Extracted text:
>>>
Particles from outer space are wreaking low-grade havoc on personal electronics

Particles from outer space are wreaking low-grade havoc on personal electronics
Estimated failure rates from single event upsets at the transistor, integrated circuit and device level for the last three semiconductor architectures. Credit: Bharat Bhuva, Vanderbilt University

You may not realize it but alien subatomic particles raining down from outer space are wreaking low-grade havoc on your smartphones, computers and other personal electronic devices.

When your computer crashes and you get the dreaded blue screen or your smartphone freezes and you have to go through the time-consuming process of a reset, most likely you blame the manufacturer: Microsoft or Apple or Samsung. In many instances, however, these operational failures may be caused by the impact of electrically charged particles generated by cosmic rays that originate outside the solar system.

"This is a really big problem, but it is mostly invisible to the public," said Bharat Bhuva, professor of electrical engineering at Vanderbilt University, in a presentation on Friday, Feb. 17 at a session titled "Cloudy with a Chance of Solar Flares: Quantifying the Risk of Space Weather" at the annual meeting of the American Association for the Advancement of Science in Boston.

When cosmic rays traveling at fractions of the speed of light strike the Earth's atmosphere they create cascades of secondary particles including energetic neutrons, muons, pions and alpha particles. Millions of these particles strike your body each second. Despite their numbers, this subatomic torrent is imperceptible and has no known harmful effects on living organisms. However, a fraction of these particles carry enough energy to interfere with the operation of microelectronic circuitry. When they interact with integrated circuits, they may alter individual bits of data stored in memory. This is called a single-event upset or SEU.

Since it is difficult to know when and where these particles will strike and they do not do any physical damage, the malfunctions they cause are very difficult to characterize. As a result, determining the prevalence of SEUs is not easy or straightforward. "When you have a single bit flip, it could have any number of causes. It could be a software bug or a hardware flaw, for example. The only way you can determine that it is a single-event upset is by eliminating all the other possible causes," Bhuva explained.

There have been a number of incidents that illustrate how serious the problem can be, Bhuva reported. For example, in 2003 in the town of Schaerbeek, Belgium a bit flip in an electronic voting machine added 4,096 extra votes to one candidate. The error was only detected because it gave the candidate more votes than were possible and it was traced to a single bit flip in the machine's register. In 2008, the avionics system of a Qantus passenger jet flying from Singapore to Perth appeared to suffer from a single-event upset that caused the autopilot to disengage. As a result, the aircraft dove 690 feet in only 23 seconds, injuring about a third of the passengers seriously enough to cause the aircraft to divert to the nearest airstrip. In addition, there have been a number of unexplained glitches in airline computers - some of which experts feel must have been caused by SEUs - that have resulted in cancellation of hundreds of flights resulting in significant economic losses.


An analysis of SEU failure rates for consumer electronic devices performed by Ritesh Mastipuram and Edwin Wee at Cypress Semiconductor on a previous generation of technology shows how prevalent the problem may be. Their results were published in 2004 in Electronic Design News and provided the following estimates:

  • A simple cell phone with 500 kilobytes of memory should only have one potential error every 28 years.
<<<
Segmentation dataset excerpts:
>>>
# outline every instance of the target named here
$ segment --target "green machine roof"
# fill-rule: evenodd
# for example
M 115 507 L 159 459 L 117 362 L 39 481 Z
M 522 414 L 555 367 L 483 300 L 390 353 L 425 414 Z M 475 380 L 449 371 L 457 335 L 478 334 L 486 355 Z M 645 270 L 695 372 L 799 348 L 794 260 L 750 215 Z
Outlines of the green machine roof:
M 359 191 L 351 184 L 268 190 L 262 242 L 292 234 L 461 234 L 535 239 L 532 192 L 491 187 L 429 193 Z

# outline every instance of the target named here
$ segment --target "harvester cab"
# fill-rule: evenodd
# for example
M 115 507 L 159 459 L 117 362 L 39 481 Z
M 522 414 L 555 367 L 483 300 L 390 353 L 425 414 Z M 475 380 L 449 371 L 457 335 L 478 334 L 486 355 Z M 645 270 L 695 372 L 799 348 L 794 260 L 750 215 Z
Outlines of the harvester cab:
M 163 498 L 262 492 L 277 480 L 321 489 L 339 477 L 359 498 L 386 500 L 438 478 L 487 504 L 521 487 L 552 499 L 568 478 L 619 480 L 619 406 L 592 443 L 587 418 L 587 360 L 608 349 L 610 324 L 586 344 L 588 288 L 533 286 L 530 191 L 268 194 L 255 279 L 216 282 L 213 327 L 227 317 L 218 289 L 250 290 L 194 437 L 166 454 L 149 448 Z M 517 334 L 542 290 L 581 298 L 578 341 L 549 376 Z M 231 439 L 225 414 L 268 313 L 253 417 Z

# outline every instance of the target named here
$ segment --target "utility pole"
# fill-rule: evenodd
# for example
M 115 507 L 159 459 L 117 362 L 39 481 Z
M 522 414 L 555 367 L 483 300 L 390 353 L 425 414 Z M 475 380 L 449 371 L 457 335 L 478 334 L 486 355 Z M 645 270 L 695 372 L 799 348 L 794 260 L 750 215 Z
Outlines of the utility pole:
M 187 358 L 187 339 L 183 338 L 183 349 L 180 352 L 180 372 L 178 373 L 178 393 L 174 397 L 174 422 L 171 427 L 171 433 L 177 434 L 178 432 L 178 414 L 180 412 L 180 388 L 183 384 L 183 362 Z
<<<
Required actions:
[a] Condense the paragraph of the article on cosmic rays and electronics that begins "When cosmic rays traveling at fractions of the speed of light" into a bulleted list that retains its main facts.
[b] Translate into French the following sentence from the article on cosmic rays and electronics: "Despite their numbers, this subatomic torrent is imperceptible and has no known harmful effects on living organisms."
[c] According to the article on cosmic rays and electronics, how many extra votes did the bit flip in the electronic voting machine in Schaerbeek, Belgium add to one candidate?
The data above stand apart from the article and are separate material.

Solved tasks:
[a]
- Cosmic rays moving at fractions of the speed of light strike Earth's atmosphere and produce cascades of secondary particles, including energetic neutrons, muons, pions and alpha particles.
- Millions of these particles strike the human body each second, imperceptibly and with no known harmful effects on living organisms.
- A fraction of them carry enough energy to interfere with microelectronic circuitry, altering individual bits of data stored in the memory of integrated circuits.
- This effect is called a single-event upset (SEU).

[b] Malgré leur nombre, ce torrent subatomique est imperceptible et n'a aucun effet nocif connu sur les organismes vivants.

[c] It added 4,096 extra votes.